━━ DOCUMENT PASSAGE ━━
IHRepo

March 11, 2023 | 3 min read

Keywords : python | django | mysql | bbdd | trasnscription | subtitles | summary | keywords | translation | multi-language | repository | video | natural language processing |

Intelligent Helper Repository is my attempt to show how artificial intelligence can help in access to education.

This is the project that I created for my Final Bootcamp project in Data Analytics in IronHack. The idea was to try to improve the Bootcamp experience, acquiring more students and helping the existing students. So I decided to transcribe all the videos of my bootcamp, translate all the texts (to Spanish at least but some to Portuguese, Italian, German, Chinese, and Hindi, as the languages that could speak my fantastic cohort), caption them, creating a summary and keywords, all automatic (at this moment, couldn't finish all the automatism but exists all the functions for that).
project0302
The project also includes one app to search and find videos about one topic (or any word you want to use in any language that was translated) and when decide on the video you want to explore have the option to search inside the video and locate the exact moment where the video talk about your searching (I implemented the FULL TEXT index in MySQL with the option of Natural Language).
━━━
━━ RECORDS PROVIDED ━━
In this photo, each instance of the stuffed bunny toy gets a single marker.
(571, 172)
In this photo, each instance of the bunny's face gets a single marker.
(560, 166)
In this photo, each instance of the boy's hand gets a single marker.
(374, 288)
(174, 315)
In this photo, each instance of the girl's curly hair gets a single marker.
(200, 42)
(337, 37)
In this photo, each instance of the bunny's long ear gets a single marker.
━━━
━━ RECORDS PROVIDED ━━
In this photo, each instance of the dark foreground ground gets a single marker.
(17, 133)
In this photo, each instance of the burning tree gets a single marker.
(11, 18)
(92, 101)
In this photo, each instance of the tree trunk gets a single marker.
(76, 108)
━━━
━━ RECORDS PROVIDED ━━
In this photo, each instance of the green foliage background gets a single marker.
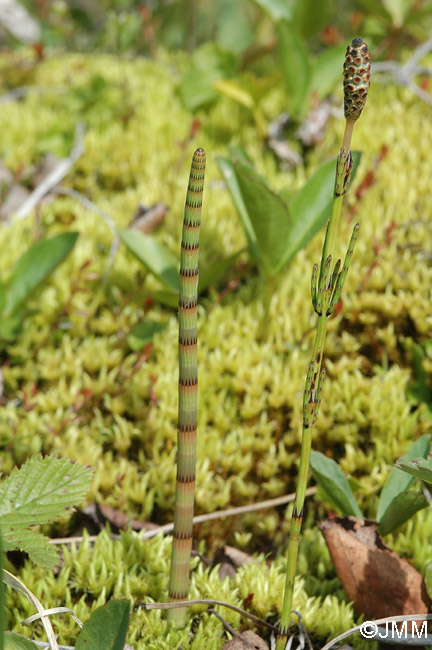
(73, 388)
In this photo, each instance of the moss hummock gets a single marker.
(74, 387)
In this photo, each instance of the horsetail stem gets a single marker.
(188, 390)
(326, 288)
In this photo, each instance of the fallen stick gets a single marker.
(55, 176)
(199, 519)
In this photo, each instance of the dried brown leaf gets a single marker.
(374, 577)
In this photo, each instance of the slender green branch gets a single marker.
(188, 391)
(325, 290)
━━━
JOB: According to the IHRepo text, what did the author implement in MySQL so users could search inside a video?

EXERCISE ANSWER: A FULL TEXT index with the Natural Language option.